Text START
Stressed and Anxious
How to stop crying, during divorce
It's hard getting over a relationship, especially if you have promised to be with each forever, but divorce can sometimes be a blessing. It's okay to cry for a few days, but you have put yourself back together and move. Divorce is not the end of your life, it's just the end of a relationship. Although, that make seem so casual, but you may have other things that you need to focus on, rather than you marriage. If you have children, this would be a great time to start focusing on them more. Go to the movies, go to the mall, just do things with your children so that you can focus on something worth your time.
Thousands of people have gone through divorce, so you're not the only one. Why should you cry anyway? It's not your fault that it didn't work, you two probably were just at two different places in life. It's not because of you personally. There are so many things that you need to focus on that you may become overwhelmed, but that's okay, it's a natural feeling. Instead of going in a depression, you need to focus on what's going on.
You need to begin the process. The first process to separating may be therapy. You may want to go alone or you can go with your mate. Even though it may seem too late for therapy, it will help you two be great parents. If you can get over all the issues and all the angry and you can valid each other's feelings, than you can have a great relationship after the marriage. You may want to go alone at first. This way you can get all of your feelings out and you can release some of the anger and some of the hurt. Therapy is a great starting place because you can find yourself again and you can identify things that will help you move on. There are a lot of questions that you may feel unanswered. Know that, this was an act of fate.
Text END
Data supplied START
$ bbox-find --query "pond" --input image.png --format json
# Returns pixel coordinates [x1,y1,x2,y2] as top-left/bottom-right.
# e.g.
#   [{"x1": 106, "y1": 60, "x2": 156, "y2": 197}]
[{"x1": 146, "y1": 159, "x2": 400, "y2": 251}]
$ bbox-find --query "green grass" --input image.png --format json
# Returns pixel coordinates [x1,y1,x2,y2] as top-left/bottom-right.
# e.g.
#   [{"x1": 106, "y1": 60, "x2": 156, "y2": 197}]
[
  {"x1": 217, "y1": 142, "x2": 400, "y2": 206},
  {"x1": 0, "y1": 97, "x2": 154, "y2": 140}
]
Data supplied END
*Required work*:
A) Duplicate the passage of the divorce text that opens with the words containing "Thousands of people" and closes with "what's going on.".
B) Go on with the divorce text, starting right after its last sentence.
The listing was taken from a separate source unrelated to the divorce text.

*Responses in order*:
A)
Thousands of people have gone through divorce, so you're not the only one. Why should you cry anyway? It's not your fault that it didn't work, you two probably were just at two different places in life. It's not because of you personally. There are so many things that you need to focus on that you may become overwhelmed, but that's okay, it's a natural feeling. Instead of going in a depression, you need to focus on what's going on.

B)
It could be the result of his actions, your actions, or both. However, regardless you cannot think of yourself as the problem. Fate was the problem. There are certain aspects of the universe that pulls people together and then apart, much like a magnet. If you think about it in words of fate, you will find strength, and you will also find the courage to move on. This is just a chapter in the many books of your life. Don't worry because there will be love after divorce and there will be other exciting chapters of your life still to be read, so it's okay to let go. You never what you may find after this whole thing blows over. It may take weeks or months to come to the fact, but you take as much time as you need. To end the tears, to end the pain, you need to find other things that make you happy and just do it.
If you find comfort in friends, be with them as much as possible. If you have children, it goes the same. If you would really like to stop the crying, you will get out of bed, brush your teeth, get dressed up, and go to dinner, with friends, or family, or even by yourself. Getting up and looking like a hundred bucks will begin the process of letting go. Whenever you feel lonely or blue, reach out to someone that you love and support you and talk. Talking helps everything. Share your feelings, and whatever you do, do not isolate yourself. You should be with people who love you during this time of need.